◆ **TEXT SECTION**:
-- Start --

As if to throw more fuel on the fire that is the Adobe Vs. Apple wars, Adobe has launched a small "We Heart Choice" campaign on their website and on third-party media sites. The goal is to educate users about Flash's 'openness' and basically poo-poo Apple's latest slew of restrictions. Here's quick and dirty rundown... Adobe's special new website area has three sections so far.

Dave Courbanou

May 17, 2010

3 Min Read
Apple Showdown: Adobe Launches 'We Heart Choice' Campaign

As if to throw more fuel on the fire that is the Adobe Vs. Apple wars, Adobe has launched a small “We Heart Choice” campaign on their website and on third-party media sites. The goal is to educate users about Flash’s ‘openness’ and basically poo-poo Apple’s latest slew of restrictions. Here’s quick and dirty rundown…

Adobe’s special new website area has three sections so far.

The freedom of choice section is a press-release style rundown of Adobe and what the ‘freedom of choice’ means for them. Adobe asserts that “openness” is that their core support all technology that enables people to ‘openly express themselves and access information where and when they want.’ According to Adobe  “Everyone loses when technological barriers impede the exchange of ideas.”

The ‘Truth about Flash’ section is a small section debunking a few of the things that Apple CEO Steve Jobs had asserted, including statistics on how ubiquitous Flash is, and that Flash’s issues with not being written for ‘touch’ input are simply not true. There’s also some interesting words on the performance of Flash and the CPU intensive nature of it. Adobe admits that Flash consumes CPU power, especially with high-definition video. But Adobe has introduced hardware acceleration in their latest implementation and they’re constantly working on improving Flash.

-- End --

◆ **WRITTEN EXERCISE A**:
How many lines of the entries contain the string "building"? Case counts, and the reply should be the number alone.

(Extracted data entries)
-- Start --

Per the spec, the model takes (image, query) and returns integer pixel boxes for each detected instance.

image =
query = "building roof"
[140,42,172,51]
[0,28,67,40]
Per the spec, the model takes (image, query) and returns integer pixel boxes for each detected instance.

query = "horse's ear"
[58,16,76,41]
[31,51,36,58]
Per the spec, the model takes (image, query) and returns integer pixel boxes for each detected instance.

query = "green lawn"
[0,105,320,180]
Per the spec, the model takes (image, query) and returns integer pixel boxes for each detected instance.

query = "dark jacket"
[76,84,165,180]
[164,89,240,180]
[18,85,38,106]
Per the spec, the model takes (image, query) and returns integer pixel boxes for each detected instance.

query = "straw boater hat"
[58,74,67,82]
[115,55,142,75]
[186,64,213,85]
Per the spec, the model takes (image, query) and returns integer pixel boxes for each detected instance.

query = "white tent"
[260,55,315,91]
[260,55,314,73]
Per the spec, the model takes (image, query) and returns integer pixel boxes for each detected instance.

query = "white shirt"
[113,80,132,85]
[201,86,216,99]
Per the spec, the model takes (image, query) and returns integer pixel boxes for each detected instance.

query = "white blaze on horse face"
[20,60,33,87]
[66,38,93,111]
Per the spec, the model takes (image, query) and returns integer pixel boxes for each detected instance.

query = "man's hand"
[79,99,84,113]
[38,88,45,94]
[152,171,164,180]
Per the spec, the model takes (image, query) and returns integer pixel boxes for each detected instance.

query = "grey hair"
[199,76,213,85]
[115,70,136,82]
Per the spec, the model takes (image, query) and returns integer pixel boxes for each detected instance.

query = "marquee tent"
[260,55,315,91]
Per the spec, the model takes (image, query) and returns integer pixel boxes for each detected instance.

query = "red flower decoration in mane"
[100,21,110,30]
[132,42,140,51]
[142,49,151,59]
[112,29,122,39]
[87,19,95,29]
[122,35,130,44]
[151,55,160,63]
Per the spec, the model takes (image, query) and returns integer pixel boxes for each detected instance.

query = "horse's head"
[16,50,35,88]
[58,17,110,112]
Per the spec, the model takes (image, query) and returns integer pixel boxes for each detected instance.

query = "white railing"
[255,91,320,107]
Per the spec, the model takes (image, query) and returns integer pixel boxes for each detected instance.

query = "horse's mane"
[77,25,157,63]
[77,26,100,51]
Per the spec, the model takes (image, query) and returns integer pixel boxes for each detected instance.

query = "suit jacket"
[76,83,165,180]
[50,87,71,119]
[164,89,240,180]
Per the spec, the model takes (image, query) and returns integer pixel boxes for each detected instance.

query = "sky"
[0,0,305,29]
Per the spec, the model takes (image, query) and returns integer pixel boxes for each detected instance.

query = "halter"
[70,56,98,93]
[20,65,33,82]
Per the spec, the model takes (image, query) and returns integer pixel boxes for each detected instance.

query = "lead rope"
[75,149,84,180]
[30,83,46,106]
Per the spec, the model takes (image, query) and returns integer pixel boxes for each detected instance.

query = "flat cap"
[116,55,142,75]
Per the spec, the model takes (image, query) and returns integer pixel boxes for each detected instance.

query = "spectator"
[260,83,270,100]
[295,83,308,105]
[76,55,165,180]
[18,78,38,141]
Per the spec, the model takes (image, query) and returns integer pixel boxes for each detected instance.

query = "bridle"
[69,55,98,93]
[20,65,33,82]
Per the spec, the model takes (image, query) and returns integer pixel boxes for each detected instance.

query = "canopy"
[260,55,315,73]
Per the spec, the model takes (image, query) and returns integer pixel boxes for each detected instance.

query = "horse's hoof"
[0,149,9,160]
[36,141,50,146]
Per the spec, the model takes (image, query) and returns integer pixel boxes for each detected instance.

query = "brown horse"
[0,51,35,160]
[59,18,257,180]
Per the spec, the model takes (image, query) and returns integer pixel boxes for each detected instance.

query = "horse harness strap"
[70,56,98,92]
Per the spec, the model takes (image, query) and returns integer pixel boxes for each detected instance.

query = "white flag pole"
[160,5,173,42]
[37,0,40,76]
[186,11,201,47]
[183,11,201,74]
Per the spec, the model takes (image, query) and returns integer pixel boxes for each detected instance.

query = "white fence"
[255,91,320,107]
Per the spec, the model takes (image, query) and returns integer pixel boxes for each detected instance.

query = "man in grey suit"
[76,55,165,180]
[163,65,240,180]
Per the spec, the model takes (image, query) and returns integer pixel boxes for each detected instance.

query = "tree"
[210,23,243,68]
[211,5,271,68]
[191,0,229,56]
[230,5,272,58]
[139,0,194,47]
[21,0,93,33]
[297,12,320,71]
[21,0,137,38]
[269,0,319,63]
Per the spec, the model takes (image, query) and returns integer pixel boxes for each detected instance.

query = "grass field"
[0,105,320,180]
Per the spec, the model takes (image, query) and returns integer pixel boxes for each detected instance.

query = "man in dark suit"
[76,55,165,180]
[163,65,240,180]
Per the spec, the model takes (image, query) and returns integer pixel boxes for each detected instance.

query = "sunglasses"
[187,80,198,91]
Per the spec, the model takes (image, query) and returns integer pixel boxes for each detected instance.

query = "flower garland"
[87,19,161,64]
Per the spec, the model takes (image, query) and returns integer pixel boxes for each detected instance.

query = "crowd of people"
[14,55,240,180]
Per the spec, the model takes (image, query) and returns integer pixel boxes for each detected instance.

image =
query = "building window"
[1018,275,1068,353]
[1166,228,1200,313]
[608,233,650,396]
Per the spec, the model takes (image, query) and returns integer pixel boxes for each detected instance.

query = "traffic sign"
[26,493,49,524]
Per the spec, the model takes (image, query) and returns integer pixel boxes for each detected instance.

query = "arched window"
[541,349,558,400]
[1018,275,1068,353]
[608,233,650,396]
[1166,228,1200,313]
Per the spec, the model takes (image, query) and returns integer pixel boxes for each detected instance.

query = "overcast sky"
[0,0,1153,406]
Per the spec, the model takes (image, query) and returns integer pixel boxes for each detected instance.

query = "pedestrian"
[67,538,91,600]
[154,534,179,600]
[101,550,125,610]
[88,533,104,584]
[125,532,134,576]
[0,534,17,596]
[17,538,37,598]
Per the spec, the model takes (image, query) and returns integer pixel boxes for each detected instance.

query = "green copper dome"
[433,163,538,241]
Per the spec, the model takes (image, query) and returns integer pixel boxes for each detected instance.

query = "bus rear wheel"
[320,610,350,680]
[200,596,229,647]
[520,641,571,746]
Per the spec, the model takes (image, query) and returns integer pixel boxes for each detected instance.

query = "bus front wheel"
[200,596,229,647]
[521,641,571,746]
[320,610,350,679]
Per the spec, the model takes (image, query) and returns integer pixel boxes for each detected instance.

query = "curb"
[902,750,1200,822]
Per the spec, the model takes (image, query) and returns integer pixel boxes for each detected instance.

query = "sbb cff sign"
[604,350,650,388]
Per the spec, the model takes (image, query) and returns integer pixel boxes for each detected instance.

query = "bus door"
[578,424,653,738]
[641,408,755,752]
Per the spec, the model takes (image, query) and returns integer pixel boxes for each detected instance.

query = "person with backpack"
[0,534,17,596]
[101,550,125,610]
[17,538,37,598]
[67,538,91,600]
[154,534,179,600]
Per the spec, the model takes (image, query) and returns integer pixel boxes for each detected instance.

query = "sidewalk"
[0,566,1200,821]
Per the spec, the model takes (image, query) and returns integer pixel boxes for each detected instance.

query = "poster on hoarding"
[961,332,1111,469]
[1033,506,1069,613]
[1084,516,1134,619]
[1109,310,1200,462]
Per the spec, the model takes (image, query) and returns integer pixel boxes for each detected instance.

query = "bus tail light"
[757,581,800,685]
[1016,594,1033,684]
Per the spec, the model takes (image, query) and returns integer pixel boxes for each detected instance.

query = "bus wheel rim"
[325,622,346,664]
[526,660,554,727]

-- End --

◆ **WRITTEN EXERCISE B**:
In the article on Adobe's "We Heart Choice" campaign, what does Adobe admit about Flash?

◆ **TASK ANSWER A**:
2

◆ **TASK ANSWER B**:
Adobe admits that Flash consumes CPU power, especially with high-definition video.